**DIRECTIONS**
**a.** In the passage on Granite State's board committees and director compensation, how much is a director of Granite State paid for each committee meeting attended?
**b.** Write the next part of the passage on Granite State's board committees and director compensation, starting right after its final sentence.

The Executive Committee met 6 times during 1998, the Audit Committee met 2
times and the Personnel Committee met 2 times. The Executive Committee is
vested with the authority of the Granite State Board in most matters
between meetings of the Granite State Board. The Audit Committee reviews
audit procedures and internal controls at the Company and the report and
performance of the Company's independent auditors. The Personnel Committee
determines compensation for the officers and other employees of the
Company, as well as reviewing the employee benefit plans of the Company.
The Company's Board of Directors met 5 times, and Granite Bank's Board of
Directors met 13 times in 1998. All directors were present for at least 75%
of the meetings of the Board and the Committees of which they were a
member.
Directors' Compensation
Directors' Fees. The directors of Granite State are paid $700 for
each Board of Directors meeting attended and $150 for each committee
meeting attended. The directors of Granite State who are also directors of
Granite Bank, are paid $700 for attendance at board meetings and $150 for
each committee meeting attended of the subsidiary. Additionally, the
Chairman of the Executive Committee of the Board of Directors of the Bank
is also paid a $1,500 annual retainer. The directors may elect to defer
their compensation. Additionally, in the first quarter of each year
Directors are given the opportunity to receive eighty percent of their
estimated fees for attendance at Board meetings during the upcoming year,
as a retainer payment, which amount is utilized for the purpose of
purchasing shares of Company Common Stock in the open market for the
benefit of the individual Directors. During 1998, directors received option
grants under the 1997 Long-Term Incentive Stock Benefit Plan. Director
Bartley was granted options to purchase 9,000 shares of common stock.

**PROVIDED MATERIAL**

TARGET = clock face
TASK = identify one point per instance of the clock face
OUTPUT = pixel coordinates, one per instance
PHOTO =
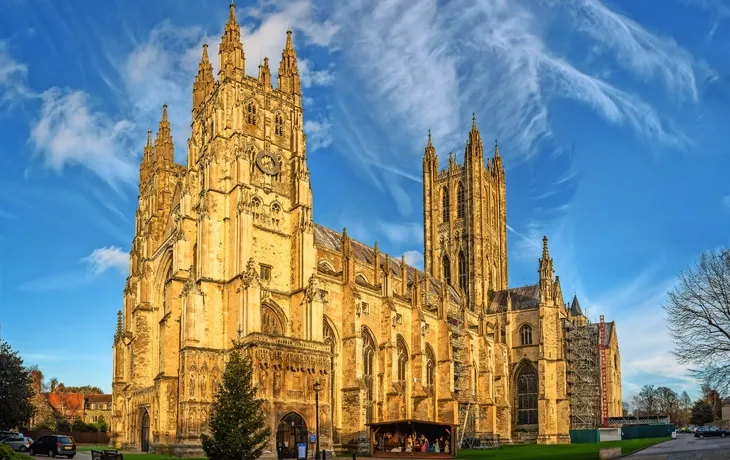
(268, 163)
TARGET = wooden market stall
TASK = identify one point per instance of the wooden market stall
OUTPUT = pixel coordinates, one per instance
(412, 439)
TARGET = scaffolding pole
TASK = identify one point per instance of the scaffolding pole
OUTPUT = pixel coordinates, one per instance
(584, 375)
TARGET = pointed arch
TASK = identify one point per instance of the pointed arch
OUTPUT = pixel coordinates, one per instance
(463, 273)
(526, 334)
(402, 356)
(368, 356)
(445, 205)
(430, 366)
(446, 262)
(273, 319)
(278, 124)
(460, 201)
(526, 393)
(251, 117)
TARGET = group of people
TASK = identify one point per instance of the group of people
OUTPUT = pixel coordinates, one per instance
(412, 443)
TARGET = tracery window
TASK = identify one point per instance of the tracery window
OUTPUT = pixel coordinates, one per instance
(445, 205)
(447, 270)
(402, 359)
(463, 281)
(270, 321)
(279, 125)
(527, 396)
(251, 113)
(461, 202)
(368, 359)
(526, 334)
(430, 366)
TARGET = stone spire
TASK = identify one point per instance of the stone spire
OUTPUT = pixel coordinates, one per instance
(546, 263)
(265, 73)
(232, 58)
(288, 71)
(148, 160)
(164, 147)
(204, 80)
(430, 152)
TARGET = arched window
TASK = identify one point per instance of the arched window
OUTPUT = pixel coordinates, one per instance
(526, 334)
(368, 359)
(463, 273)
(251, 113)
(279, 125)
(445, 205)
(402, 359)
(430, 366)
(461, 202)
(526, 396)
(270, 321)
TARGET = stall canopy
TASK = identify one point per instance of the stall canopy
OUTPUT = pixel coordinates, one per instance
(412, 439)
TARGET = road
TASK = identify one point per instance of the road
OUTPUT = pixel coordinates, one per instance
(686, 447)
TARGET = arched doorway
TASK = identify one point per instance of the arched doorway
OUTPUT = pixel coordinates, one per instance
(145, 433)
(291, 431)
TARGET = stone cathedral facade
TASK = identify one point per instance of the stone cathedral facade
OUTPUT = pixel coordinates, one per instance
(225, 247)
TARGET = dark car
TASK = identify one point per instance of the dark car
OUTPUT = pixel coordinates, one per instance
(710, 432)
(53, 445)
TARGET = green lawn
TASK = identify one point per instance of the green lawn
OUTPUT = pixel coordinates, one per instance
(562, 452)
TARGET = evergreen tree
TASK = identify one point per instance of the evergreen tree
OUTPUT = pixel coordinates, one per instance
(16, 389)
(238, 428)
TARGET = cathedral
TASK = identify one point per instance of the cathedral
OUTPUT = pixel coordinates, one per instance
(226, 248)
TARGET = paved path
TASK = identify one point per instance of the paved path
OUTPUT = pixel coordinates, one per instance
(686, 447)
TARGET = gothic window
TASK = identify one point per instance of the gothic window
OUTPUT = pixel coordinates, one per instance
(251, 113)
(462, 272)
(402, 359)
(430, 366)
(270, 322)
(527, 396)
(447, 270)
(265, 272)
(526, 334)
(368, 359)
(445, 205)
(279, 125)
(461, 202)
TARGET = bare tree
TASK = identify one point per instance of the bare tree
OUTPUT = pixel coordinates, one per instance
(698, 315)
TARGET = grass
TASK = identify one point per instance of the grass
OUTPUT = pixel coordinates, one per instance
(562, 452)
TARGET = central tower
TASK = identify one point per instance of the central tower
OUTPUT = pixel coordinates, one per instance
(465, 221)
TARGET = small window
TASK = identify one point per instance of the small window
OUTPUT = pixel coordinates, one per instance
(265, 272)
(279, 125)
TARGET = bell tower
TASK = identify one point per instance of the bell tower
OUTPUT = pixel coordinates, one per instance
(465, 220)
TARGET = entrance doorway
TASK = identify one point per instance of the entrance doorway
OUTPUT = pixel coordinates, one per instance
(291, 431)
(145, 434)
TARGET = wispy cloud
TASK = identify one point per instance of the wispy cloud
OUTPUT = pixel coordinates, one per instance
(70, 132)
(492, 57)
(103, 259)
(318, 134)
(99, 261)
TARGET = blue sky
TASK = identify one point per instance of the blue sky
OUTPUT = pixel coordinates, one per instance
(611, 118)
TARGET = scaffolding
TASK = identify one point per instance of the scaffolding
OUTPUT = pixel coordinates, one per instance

**ANSWERS TO THE TASKS**
**a.** $150 for each committee meeting attended.

**b.**
Directors serving on the board of directors of both Granite State and
Granite Bank (Directors Hamblet, Koontz Reynolds, Smedley and Wirths) were
each granted an option to purchase 3,000 shares of common stock. Directors
serving on the Granite State board but not on the board of Granite Bank
(Directors Houston, McKerley and Trowbridge) were each granted an option to
purchase 1,125 shares of common stock. Directors serving on the Granite
Bank board but not on the board of Granite State (five persons) were each
granted an option to purchase 1,875 shares of common stock. The exercise
price of all shares underlying the options granted is the fair market value
of the common stock on the date of grant.
EXECUTIVE COMPENSATION
Personnel Committee Report on Executive Compensation
Under rules established by the Securities and Exchange Commission
("SEC"), the Company is required to provide certain data and information in
regard to the compensation and benefits provided to the Company's Chief
Executive Officer and other executive officers of the Company. The
disclosure requirements for the Chief Executive Officer and other executive
officers include the use of tables and a report explaining the rationale
and considerations that led to fundamental compensation decisions affecting
those individuals. In fulfillment of this requirement, the Personnel
Committee, at the direction of the Board of Directors, has prepared the
following report for inclusion in this proxy statement.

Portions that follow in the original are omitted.